Exercise aim:
Could the entries below be retyped exactly and in full?

----------

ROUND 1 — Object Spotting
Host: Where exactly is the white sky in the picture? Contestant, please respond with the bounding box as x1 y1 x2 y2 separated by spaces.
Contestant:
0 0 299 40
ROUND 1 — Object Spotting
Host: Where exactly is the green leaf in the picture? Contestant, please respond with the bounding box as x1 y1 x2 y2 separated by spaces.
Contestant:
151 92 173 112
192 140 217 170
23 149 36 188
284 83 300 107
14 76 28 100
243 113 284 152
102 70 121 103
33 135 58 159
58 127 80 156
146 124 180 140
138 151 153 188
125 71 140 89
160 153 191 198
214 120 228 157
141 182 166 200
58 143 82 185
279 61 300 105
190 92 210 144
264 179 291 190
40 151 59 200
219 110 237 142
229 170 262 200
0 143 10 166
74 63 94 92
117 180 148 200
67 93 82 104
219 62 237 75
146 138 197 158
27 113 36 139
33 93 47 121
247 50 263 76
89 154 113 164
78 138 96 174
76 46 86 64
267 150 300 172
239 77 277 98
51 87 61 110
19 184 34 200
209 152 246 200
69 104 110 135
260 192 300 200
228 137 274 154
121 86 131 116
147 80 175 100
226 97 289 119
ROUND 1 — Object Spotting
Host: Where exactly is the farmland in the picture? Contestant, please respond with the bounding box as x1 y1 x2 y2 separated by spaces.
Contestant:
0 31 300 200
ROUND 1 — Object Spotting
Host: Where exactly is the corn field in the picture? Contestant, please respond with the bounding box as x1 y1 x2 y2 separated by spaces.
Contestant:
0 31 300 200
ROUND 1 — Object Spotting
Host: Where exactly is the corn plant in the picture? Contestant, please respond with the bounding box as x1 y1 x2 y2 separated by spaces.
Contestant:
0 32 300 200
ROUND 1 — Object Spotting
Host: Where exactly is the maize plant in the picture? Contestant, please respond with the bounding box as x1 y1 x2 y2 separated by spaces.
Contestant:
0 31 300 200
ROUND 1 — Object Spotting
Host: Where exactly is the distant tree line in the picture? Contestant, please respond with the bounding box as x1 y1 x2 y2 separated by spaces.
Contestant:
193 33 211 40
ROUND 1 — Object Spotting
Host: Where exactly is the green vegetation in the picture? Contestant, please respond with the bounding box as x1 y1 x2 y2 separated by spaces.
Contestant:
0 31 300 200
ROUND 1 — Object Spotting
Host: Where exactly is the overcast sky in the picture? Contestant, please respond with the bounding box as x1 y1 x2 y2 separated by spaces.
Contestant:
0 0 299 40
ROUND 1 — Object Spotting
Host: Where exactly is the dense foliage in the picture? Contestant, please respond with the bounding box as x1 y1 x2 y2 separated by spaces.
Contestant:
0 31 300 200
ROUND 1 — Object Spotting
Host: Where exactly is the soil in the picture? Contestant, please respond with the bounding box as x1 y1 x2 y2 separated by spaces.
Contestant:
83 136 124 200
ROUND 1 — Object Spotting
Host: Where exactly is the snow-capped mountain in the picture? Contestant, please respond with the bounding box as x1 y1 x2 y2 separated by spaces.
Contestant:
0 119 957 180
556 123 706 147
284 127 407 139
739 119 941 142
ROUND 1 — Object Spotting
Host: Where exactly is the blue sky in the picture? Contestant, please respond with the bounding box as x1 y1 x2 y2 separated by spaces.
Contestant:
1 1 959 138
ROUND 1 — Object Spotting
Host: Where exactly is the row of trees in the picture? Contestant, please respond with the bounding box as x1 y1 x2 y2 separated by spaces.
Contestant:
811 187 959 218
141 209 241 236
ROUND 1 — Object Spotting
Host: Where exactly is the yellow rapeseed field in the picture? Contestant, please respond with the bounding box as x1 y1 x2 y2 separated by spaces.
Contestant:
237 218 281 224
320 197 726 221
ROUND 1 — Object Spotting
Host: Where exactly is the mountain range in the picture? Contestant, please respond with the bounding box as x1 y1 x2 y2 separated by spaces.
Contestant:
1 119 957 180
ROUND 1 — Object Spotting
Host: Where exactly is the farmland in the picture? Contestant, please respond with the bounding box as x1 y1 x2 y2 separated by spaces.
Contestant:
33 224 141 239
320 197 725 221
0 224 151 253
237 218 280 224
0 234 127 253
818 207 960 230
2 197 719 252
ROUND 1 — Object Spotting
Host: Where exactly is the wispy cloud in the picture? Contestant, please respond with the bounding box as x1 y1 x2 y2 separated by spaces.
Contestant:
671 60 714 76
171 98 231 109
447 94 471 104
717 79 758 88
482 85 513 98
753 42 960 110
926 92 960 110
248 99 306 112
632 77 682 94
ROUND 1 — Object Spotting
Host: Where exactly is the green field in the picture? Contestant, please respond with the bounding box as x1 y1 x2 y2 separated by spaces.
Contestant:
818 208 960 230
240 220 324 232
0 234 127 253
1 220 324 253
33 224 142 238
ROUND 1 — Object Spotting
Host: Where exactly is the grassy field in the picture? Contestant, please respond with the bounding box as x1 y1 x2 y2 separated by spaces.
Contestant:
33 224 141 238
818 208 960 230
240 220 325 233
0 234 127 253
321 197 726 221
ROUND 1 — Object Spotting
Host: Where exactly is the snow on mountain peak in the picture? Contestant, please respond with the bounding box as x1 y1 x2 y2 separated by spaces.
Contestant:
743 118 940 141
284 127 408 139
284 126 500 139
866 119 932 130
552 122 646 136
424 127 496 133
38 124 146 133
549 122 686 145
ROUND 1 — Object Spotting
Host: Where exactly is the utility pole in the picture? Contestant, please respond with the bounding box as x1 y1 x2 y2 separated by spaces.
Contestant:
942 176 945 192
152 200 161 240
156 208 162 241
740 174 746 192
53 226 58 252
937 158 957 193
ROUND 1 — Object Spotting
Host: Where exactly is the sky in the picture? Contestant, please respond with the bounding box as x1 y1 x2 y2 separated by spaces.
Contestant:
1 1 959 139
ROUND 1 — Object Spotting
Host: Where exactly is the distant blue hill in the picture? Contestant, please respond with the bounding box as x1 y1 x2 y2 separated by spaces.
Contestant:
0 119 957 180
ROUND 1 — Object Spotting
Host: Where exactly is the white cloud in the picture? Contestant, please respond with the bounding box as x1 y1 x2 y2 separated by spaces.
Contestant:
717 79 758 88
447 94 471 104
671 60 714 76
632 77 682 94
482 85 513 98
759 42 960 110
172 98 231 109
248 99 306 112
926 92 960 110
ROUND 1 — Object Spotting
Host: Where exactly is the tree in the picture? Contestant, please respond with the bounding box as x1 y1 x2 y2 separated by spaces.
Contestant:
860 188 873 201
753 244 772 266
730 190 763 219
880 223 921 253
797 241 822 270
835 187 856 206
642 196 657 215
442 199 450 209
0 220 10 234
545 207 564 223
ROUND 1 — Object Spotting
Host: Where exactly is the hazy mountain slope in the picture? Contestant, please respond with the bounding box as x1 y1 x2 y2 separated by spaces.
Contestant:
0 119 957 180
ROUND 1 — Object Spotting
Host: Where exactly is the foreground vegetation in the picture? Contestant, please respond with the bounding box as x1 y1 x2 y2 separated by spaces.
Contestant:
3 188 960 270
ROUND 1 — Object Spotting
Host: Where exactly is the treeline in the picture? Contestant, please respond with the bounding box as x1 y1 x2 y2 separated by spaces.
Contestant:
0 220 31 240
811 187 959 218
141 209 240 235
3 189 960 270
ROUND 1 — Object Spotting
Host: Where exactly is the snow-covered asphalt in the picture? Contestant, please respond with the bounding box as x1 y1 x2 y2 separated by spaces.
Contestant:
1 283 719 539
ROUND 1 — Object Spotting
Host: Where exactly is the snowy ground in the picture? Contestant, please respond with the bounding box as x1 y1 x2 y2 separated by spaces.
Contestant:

----------

Exercise answer:
ROUND 1 — Object Spotting
Host: Where exactly is the white sky in the picture? Contestant, please respond with the bounding box as x1 y1 x2 y2 separated by spaces.
Contestant:
0 0 299 40
ROUND 1 — Object Spotting
Host: Where exactly is the green leaf in the picture? Contestant, please respond with the bounding box as x1 y1 x2 y2 separated by spaces.
Contestant:
151 92 173 112
192 140 217 170
23 149 36 188
284 83 300 107
14 76 28 100
243 113 284 152
102 70 121 103
33 135 58 159
58 127 80 156
146 124 180 140
138 151 153 188
125 71 140 89
160 153 191 198
214 120 228 157
141 182 166 200
58 143 82 185
279 61 300 105
190 92 210 144
264 179 291 190
40 151 59 200
219 110 237 142
229 170 262 200
0 143 10 166
74 63 94 92
117 180 148 200
67 93 82 104
219 62 237 75
146 138 197 158
27 113 36 139
33 93 47 121
247 50 263 76
89 154 113 164
78 138 96 174
76 46 86 64
267 150 300 172
239 77 277 98
51 87 61 110
19 184 34 200
209 152 246 200
69 104 110 135
260 192 300 200
228 137 274 154
121 86 131 116
147 80 175 100
226 97 289 119
ROUND 1 — Object Spotting
Host: Where exactly is the farmland in the picture? Contestant, please respond with the bounding box as x1 y1 x2 y2 separated by spaces.
Contestant:
0 31 300 200
ROUND 1 — Object Spotting
Host: Where exactly is the corn field in the picture? Contestant, please respond with the bounding box as x1 y1 x2 y2 separated by spaces.
Contestant:
0 31 300 200
ROUND 1 — Object Spotting
Host: Where exactly is the corn plant in the picture? Contestant, please respond with the bounding box as x1 y1 x2 y2 separated by spaces.
Contestant:
0 32 300 200
ROUND 1 — Object Spotting
Host: Where exactly is the maize plant in the picture? Contestant, please respond with the bounding box as x1 y1 x2 y2 separated by spaces.
Contestant:
0 31 300 200
ROUND 1 — Object Spotting
Host: Where exactly is the distant tree line in the picture? Contestant, please respond with the bounding box as x1 y1 x2 y2 separated by spaces.
Contestant:
193 33 211 40
ROUND 1 — Object Spotting
Host: Where exactly is the green vegetation in the picture? Contestant, please respond with the bounding box as x1 y1 x2 y2 separated by spaces.
Contestant:
0 31 300 200
ROUND 1 — Object Spotting
Host: Where exactly is the overcast sky in the picture? Contestant, please respond with the bounding box as x1 y1 x2 y2 separated by spaces.
Contestant:
0 0 299 40
ROUND 1 — Object Spotting
Host: Where exactly is the dense foliage in the picture? Contestant, please respond with the bounding box as x1 y1 x2 y2 separated by spaces.
Contestant:
0 31 300 200
ROUND 1 — Object Spotting
Host: Where exactly is the soil in the picture? Contestant, please respond with the bounding box as x1 y1 x2 y2 separated by spaces.
Contestant:
83 136 124 200
ROUND 1 — Object Spotting
Host: Where exactly is the snow-capped mountain in the picture? Contestant, please respond with the bounding box as x1 y1 x2 y2 separated by spaces.
Contestant:
0 119 957 180
556 123 706 147
284 127 407 139
739 119 941 142
ROUND 1 — Object Spotting
Host: Where exactly is the blue sky in the picture? Contestant, please respond with the bounding box as x1 y1 x2 y2 separated by spaces.
Contestant:
1 1 959 138
ROUND 1 — Object Spotting
Host: Where exactly is the row of trees in the picture? Contestant, please respond with the bounding box as x1 y1 x2 y2 separated by spaces.
Contestant:
811 187 959 218
141 209 241 236
ROUND 1 — Object Spotting
Host: Where exactly is the yellow rapeseed field in the picture? Contestant, please respond with the bounding box as x1 y1 x2 y2 separated by spaces.
Contestant:
237 218 281 224
320 197 726 221
ROUND 1 — Object Spotting
Host: Where exactly is the mountain range in the picture? Contestant, please respond with the bounding box as x1 y1 x2 y2 separated by spaces.
Contestant:
1 119 957 180
ROUND 1 — Object Spotting
Host: Where exactly is the farmland in the picture? Contestant, please respond with the bounding box as x1 y1 x2 y2 separated by spaces.
Contestant:
33 224 141 239
320 197 725 221
0 224 151 253
237 218 280 224
0 234 127 253
818 207 960 230
2 197 719 252
ROUND 1 — Object Spotting
Host: Where exactly is the wispy cloud in the picture? Contestant, please respond with the bounding box as x1 y1 x2 y2 separated by spaces.
Contestant:
671 60 714 76
171 98 231 109
447 94 471 104
717 79 758 88
482 85 513 98
753 42 960 110
926 92 960 110
248 99 306 112
632 77 682 94
ROUND 1 — Object Spotting
Host: Where exactly is the green field in the picture? Contestant, please respond with the bounding box as x1 y1 x2 y2 separated by spaces.
Contestant:
818 208 960 230
240 220 324 232
0 234 127 253
1 220 324 253
33 224 142 238
ROUND 1 — Object Spotting
Host: Where exactly is the grassy field in the picture? Contestant, please respond with the bounding box as x1 y1 x2 y2 separated by spaces.
Contestant:
33 224 141 238
818 208 960 230
240 220 325 233
0 234 127 253
321 197 726 221
ROUND 1 — Object Spotting
Host: Where exactly is the snow on mountain peak in the picture? Contestant, please respond with the bounding box as x1 y1 x2 y2 separated by spaces.
Contestant:
743 118 940 141
284 127 408 139
284 126 500 139
866 119 932 130
552 122 646 136
424 127 496 133
38 124 146 133
549 122 686 145
ROUND 1 — Object Spotting
Host: Where exactly is the utility pole in the picture? Contestant, please respond with the bounding box as x1 y1 x2 y2 separated by spaces.
Contestant:
942 176 945 192
152 200 161 240
156 208 162 241
740 174 746 192
53 226 58 252
937 158 957 193
ROUND 1 — Object Spotting
Host: Where exactly is the sky in the picture? Contestant, please respond with the bounding box as x1 y1 x2 y2 separated by spaces.
Contestant:
1 1 959 139
ROUND 1 — Object Spotting
Host: Where exactly is the distant blue hill in the picture? Contestant, please respond with the bounding box as x1 y1 x2 y2 separated by spaces.
Contestant:
0 119 957 180
ROUND 1 — Object Spotting
Host: Where exactly is the white cloud in the picture? Contestant, please respond with the bounding box as x1 y1 x2 y2 separated by spaces.
Contestant:
717 79 758 88
447 94 471 104
671 60 714 76
632 77 682 94
482 85 513 98
759 42 960 110
172 98 231 109
248 99 306 112
926 92 960 110
ROUND 1 — Object Spotting
Host: Where exactly is the tree in the picture? Contestant, please respond with the bounding box as x1 y1 x2 y2 separated by spaces.
Contestant:
860 188 873 201
753 244 772 266
730 190 763 219
880 223 921 253
797 241 822 270
835 187 856 206
642 196 657 215
442 199 450 209
0 220 10 234
545 207 564 223
ROUND 1 — Object Spotting
Host: Where exactly is the hazy mountain slope in the picture? Contestant, please respond with the bounding box as x1 y1 x2 y2 separated by spaces.
Contestant:
0 119 957 180
ROUND 1 — Object Spotting
Host: Where exactly is the foreground vegetation in the picture? Contestant, please respond with the bounding box as x1 y1 x2 y2 separated by spaces.
Contestant:
3 188 960 270
ROUND 1 — Object Spotting
Host: Where exactly is the treeline in the picture? Contestant, please respond with the bounding box as x1 y1 x2 y2 separated by spaces.
Contestant:
0 220 31 240
811 187 959 218
141 209 240 235
3 189 960 270
ROUND 1 — Object Spotting
Host: Where exactly is the snow-covered asphalt in the picture? Contestant, please respond with the bounding box as x1 y1 x2 y2 separated by spaces.
Contestant:
1 283 719 539
ROUND 1 — Object Spotting
Host: Where exactly is the snowy ground in the picture? Contestant, please respond with the bounding box as x1 y1 x2 y2 separated by spaces.
Contestant:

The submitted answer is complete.